▸ BRIEF
Reproduce the whole listing, character for character.

DATA TO USE Block Start

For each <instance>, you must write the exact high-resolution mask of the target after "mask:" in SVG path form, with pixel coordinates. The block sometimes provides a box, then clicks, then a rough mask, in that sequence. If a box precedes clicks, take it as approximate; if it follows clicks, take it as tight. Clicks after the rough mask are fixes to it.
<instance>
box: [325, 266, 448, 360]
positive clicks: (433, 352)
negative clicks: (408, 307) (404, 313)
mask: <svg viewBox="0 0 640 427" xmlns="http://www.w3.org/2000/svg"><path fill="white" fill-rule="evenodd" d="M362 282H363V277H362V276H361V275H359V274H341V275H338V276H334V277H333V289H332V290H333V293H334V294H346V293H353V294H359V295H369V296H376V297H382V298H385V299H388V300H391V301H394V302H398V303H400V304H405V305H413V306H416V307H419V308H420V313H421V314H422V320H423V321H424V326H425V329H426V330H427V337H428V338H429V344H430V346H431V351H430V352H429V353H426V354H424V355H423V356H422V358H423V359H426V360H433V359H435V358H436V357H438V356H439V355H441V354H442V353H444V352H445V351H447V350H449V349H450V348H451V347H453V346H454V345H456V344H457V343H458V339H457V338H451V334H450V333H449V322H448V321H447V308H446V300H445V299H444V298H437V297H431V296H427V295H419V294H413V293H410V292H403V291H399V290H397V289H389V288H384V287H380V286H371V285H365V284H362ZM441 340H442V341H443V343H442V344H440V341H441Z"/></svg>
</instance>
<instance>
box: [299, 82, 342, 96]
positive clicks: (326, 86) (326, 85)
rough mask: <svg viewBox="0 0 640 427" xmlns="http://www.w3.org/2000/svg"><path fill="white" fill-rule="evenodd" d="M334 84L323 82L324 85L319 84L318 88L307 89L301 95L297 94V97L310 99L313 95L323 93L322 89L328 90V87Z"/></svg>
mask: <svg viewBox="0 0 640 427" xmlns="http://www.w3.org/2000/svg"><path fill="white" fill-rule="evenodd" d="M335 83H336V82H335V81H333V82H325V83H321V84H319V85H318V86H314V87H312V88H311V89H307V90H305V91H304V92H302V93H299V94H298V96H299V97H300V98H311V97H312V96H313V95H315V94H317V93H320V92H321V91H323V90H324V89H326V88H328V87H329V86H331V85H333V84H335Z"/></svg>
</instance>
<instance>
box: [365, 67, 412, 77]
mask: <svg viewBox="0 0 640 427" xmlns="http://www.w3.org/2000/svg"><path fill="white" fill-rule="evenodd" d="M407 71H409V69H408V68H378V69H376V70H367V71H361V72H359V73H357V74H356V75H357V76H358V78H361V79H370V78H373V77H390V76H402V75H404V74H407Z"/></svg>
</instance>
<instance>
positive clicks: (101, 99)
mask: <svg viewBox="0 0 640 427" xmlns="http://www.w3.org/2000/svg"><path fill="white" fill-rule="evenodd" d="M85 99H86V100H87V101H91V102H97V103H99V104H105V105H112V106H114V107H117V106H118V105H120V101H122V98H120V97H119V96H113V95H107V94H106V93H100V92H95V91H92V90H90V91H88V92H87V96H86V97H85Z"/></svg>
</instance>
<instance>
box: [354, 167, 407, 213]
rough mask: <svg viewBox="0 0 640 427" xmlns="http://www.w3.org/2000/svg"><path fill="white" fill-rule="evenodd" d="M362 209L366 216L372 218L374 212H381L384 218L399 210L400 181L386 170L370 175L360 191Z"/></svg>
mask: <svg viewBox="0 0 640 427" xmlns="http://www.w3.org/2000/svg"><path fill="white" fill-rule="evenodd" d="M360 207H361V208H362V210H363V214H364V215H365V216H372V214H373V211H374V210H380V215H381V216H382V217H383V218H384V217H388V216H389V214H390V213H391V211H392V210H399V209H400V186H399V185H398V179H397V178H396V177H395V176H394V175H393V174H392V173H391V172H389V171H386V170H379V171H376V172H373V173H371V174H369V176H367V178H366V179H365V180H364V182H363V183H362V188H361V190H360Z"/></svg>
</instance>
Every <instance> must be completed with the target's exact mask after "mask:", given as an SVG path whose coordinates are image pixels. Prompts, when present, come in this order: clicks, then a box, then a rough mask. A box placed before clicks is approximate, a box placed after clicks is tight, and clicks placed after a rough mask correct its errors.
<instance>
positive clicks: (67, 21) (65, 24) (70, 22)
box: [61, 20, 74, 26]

DATA TO USE Block End

▸ SOLUTION TO THE EXERCISE
For each <instance>, you must write the exact high-resolution mask of the target after "mask:" in SVG path form, with pixel coordinates. The block sometimes provides a box, then clicks, then a rough mask, in that sequence. If a box precedes clicks, take it as approximate; if it follows clicks, take it as tight. Clicks after the rough mask are fixes to it.
<instance>
box: [325, 266, 448, 360]
positive clicks: (433, 352)
negative clicks: (408, 307) (404, 313)
mask: <svg viewBox="0 0 640 427" xmlns="http://www.w3.org/2000/svg"><path fill="white" fill-rule="evenodd" d="M362 282H363V277H362V276H361V275H359V274H341V275H338V276H334V277H333V289H332V290H333V293H334V294H346V293H353V294H359V295H369V296H376V297H382V298H385V299H388V300H391V301H394V302H398V303H400V304H405V305H413V306H416V307H419V308H420V313H421V314H422V320H423V321H424V326H425V329H426V330H427V337H428V338H429V344H430V346H431V351H430V352H429V353H426V354H424V355H423V356H422V358H423V359H426V360H433V359H435V358H436V357H438V356H439V355H441V354H442V353H444V352H445V351H447V350H449V349H450V348H451V347H453V346H454V345H456V344H457V343H458V339H457V338H451V334H450V333H449V322H448V321H447V308H446V300H445V299H444V298H437V297H431V296H427V295H419V294H413V293H410V292H403V291H399V290H397V289H389V288H384V287H380V286H371V285H365V284H362ZM441 340H442V341H443V343H442V344H440V341H441Z"/></svg>
</instance>
<instance>
box: [299, 82, 342, 96]
positive clicks: (326, 86) (326, 85)
rough mask: <svg viewBox="0 0 640 427" xmlns="http://www.w3.org/2000/svg"><path fill="white" fill-rule="evenodd" d="M334 84L323 82L324 85L319 84L318 88L307 89L301 95L297 94V97L310 99L313 95L323 93L322 89L328 90V87Z"/></svg>
mask: <svg viewBox="0 0 640 427" xmlns="http://www.w3.org/2000/svg"><path fill="white" fill-rule="evenodd" d="M335 83H336V82H335V81H333V82H325V83H321V84H319V85H318V86H314V87H312V88H311V89H307V90H305V91H304V92H302V93H299V94H298V96H299V97H300V98H311V97H312V96H313V95H315V94H317V93H320V92H321V91H323V90H324V89H326V88H328V87H329V86H331V85H333V84H335Z"/></svg>
</instance>
<instance>
box: [365, 67, 412, 77]
mask: <svg viewBox="0 0 640 427" xmlns="http://www.w3.org/2000/svg"><path fill="white" fill-rule="evenodd" d="M407 71H409V69H408V68H378V69H376V70H367V71H361V72H359V73H357V74H356V75H357V76H358V78H361V79H370V78H373V77H390V76H402V75H404V74H407Z"/></svg>
</instance>
<instance>
positive clicks: (101, 99)
mask: <svg viewBox="0 0 640 427" xmlns="http://www.w3.org/2000/svg"><path fill="white" fill-rule="evenodd" d="M85 99H86V100H87V101H91V102H97V103H99V104H105V105H112V106H114V107H117V106H118V105H120V101H122V98H120V97H119V96H113V95H107V94H106V93H100V92H95V91H92V90H90V91H88V92H87V96H86V97H85Z"/></svg>
</instance>
<instance>
box: [354, 167, 407, 213]
rough mask: <svg viewBox="0 0 640 427" xmlns="http://www.w3.org/2000/svg"><path fill="white" fill-rule="evenodd" d="M362 209L366 216L372 218L374 212H381L384 218L399 210L400 181L386 170L370 175L360 191Z"/></svg>
mask: <svg viewBox="0 0 640 427" xmlns="http://www.w3.org/2000/svg"><path fill="white" fill-rule="evenodd" d="M360 207H361V208H362V210H363V214H364V215H365V216H372V214H373V211H374V210H380V215H381V216H382V217H383V218H384V217H388V216H389V214H390V213H391V211H392V210H399V209H400V186H399V185H398V179H397V178H396V177H395V176H394V175H393V174H392V173H391V172H389V171H386V170H379V171H376V172H373V173H371V174H369V176H367V178H366V179H365V180H364V182H363V183H362V188H361V190H360Z"/></svg>
</instance>
Every <instance> must be completed with the target's exact mask after "mask:", given as an SVG path whose coordinates are image pixels. Prompts, when present, come in this order: clicks, then a box, then a rough mask. A box placed before clicks is approximate, a box placed after clicks is tight, and clicks placed after a rough mask correct its errors.
<instance>
positive clicks: (67, 21) (65, 24) (70, 22)
box: [61, 20, 74, 26]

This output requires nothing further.